### YOUR TASKS
[a] According to the project description, which transporter has been crystallised in three conformations?
[b] Please give again the part of the project description that opens with the words containing "The core aim" and closes with "building reliable models.", swapping "conformations" for "states".

### DOCUMENT SEGMENT
[Start of Attachment]
The core aim of this project is the development of a comprehensive model of the transport cycle of the human dopamine transporter (DAT) and of the bacterial small amino acid transporter LeuT. While LeuT has been crystallised in three conformations, no crystal or cyro-EM structures of the human DAT is available. The availability of structures of the closely related human serotonin transporter and the drosophila DAT allow for building reliable models.
First, DAT models will be evaluated using structure quality assessment methods. These will then be tested against modern force fields using extensive molecular dynamics (MD) simulations, as is was shown that simulation are able to detect also small structural deficiencies. Simulations will be carried out in close collaboration with the Projects of NeuroTrans, which are experimentally investigating on the same transporter. Access to HPC clusters allows for extensive use of advanced simulation techniques. DAT and LeuT will be studied in parallel, because sharing the transport mechanics. Comparison allows for separating transporter specific properties from general valid principles. The main objective of Project 9 are:
- to study the conformational changes of the transport cycle. Advanced simulation methods including Metadynamics, Accelerated Weight Histogram and the Potential of Mean Force calculations will be used to study transporter dynamics.
[End of Attachment]
### DATASET CONTENT
[Start of Attachment]
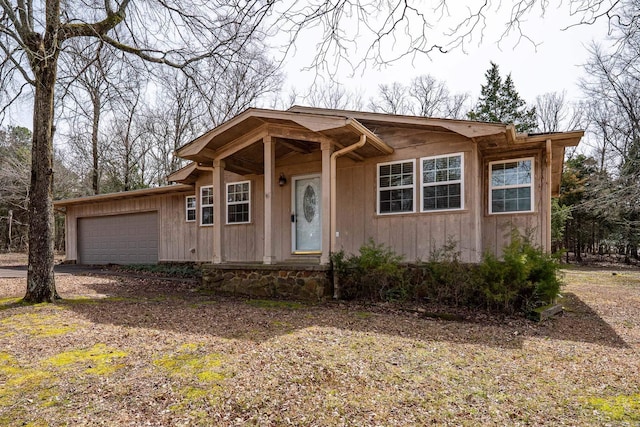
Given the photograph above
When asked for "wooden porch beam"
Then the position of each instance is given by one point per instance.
(288, 132)
(294, 147)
[End of Attachment]
### ANSWERS GIVEN
[a] LeuT

[b]
The core aim of this project is the development of a comprehensive model of the transport cycle of the human dopamine transporter (DAT) and of the bacterial small amino acid transporter LeuT. While LeuT has been crystallised in three states, no crystal or cyro-EM structures of the human DAT is available. The availability of structures of the closely related human serotonin transporter and the drosophila DAT allow for building reliable models.